WHAT YOU SHOULD DO:
All of the data should be repeated exactly; pictures are not part of the copy.
━━ ENTRIES ━━
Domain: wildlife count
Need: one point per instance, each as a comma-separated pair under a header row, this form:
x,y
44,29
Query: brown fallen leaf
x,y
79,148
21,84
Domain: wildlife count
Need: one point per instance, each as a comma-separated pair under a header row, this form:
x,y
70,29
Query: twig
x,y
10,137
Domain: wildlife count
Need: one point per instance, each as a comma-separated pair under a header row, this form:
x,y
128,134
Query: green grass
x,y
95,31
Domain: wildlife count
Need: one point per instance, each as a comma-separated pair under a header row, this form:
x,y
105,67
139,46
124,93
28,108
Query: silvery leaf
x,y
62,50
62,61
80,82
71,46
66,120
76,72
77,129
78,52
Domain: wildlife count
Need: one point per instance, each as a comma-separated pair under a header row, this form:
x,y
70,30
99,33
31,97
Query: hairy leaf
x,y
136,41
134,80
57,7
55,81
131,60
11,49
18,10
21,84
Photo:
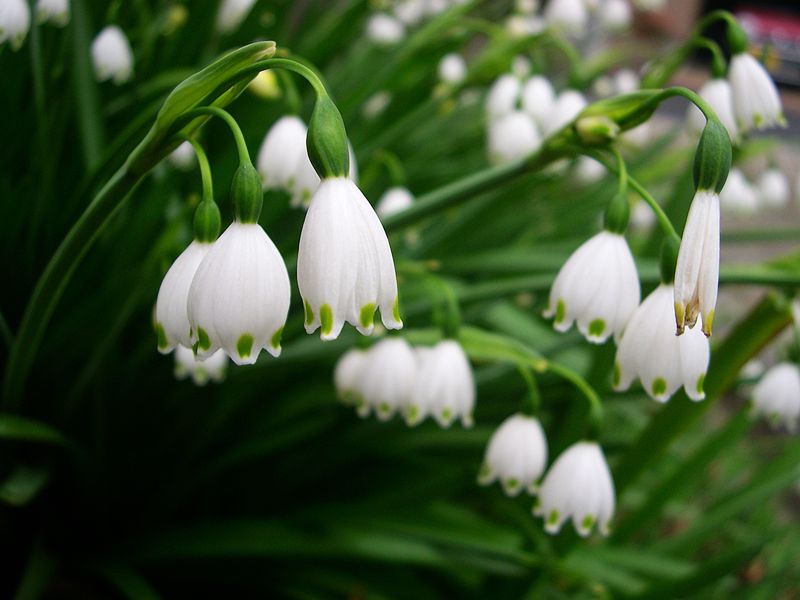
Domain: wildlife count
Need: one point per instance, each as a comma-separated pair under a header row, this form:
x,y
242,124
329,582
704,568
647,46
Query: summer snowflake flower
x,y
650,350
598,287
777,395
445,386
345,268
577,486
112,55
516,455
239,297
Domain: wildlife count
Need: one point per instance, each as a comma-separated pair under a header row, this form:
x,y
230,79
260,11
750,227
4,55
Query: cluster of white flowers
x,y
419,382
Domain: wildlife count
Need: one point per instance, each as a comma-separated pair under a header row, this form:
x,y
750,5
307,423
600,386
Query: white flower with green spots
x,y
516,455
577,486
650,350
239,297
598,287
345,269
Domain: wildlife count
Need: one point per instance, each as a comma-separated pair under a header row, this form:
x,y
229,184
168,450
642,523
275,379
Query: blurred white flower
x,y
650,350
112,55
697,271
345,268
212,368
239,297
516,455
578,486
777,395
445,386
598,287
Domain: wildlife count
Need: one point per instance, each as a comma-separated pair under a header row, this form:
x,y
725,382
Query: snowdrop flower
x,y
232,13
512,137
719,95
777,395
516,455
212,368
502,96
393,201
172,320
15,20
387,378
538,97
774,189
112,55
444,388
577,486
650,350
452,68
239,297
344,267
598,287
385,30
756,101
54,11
━━━
CORRECT RESPONSE:
Domain: wildlife count
Need: one point per instance, each as a comma-separated pair under a header row, this form:
x,y
44,29
Query: brown fallen leaf
x,y
79,148
21,84
Domain: wildlife count
Need: one point per instance, each as a comma-separated pair under a header row, this form:
x,y
70,29
Query: twig
x,y
10,137
Domain: wildlife count
Need: one point per instance, each as a comma-separated pair under a header row, this form:
x,y
128,134
Query: green grass
x,y
95,31
Domain: wildlife count
Need: one point per instance, each as a comma-separated pair under a header row, this form:
x,y
105,67
139,46
124,93
28,108
Query: silvery leaf
x,y
62,50
62,61
80,82
71,46
66,120
76,72
77,129
78,52
Domain: wildlife count
Need: one point per instance, each as a comma-separated pair under a header row, this form:
x,y
70,30
99,33
31,97
Query: hairy leaf
x,y
136,41
134,80
57,7
55,81
131,60
11,49
18,10
21,84
Photo:
Domain: wildlife count
Need: one point per instance, each as a comma-separated pair under a header row, this form:
x,y
242,124
329,582
704,568
647,46
Query: summer snowflake flower
x,y
650,350
598,287
777,395
445,386
345,268
577,486
112,55
516,455
239,297
Domain: wildlife count
Need: one point per instance, each as a comma-separated pair under a header row, this form:
x,y
230,79
260,11
750,227
4,55
Query: cluster of white flowers
x,y
419,382
Domain: wildlife count
Need: one point per instance, each as a comma-separated pair under a header row, this form:
x,y
750,5
307,423
600,386
Query: white flower with green spots
x,y
516,455
577,486
650,350
239,297
598,287
345,269
Domain: wildlife count
Need: one point per instance, each as a comma-separated pair under a header row, this form:
x,y
229,184
168,450
642,523
275,379
Query: blurred white flower
x,y
650,350
112,55
697,271
345,268
212,368
239,297
516,455
578,486
777,395
445,386
598,287
Domain: wildlife count
Need: one point per instance, each as a comma-separated pair under a header row, this form:
x,y
725,382
Query: snowdrop flower
x,y
232,13
512,137
719,95
777,395
516,455
212,368
502,96
393,201
172,320
15,20
387,378
538,97
774,189
112,55
444,388
577,486
650,350
452,68
239,297
344,267
598,287
385,30
756,101
54,11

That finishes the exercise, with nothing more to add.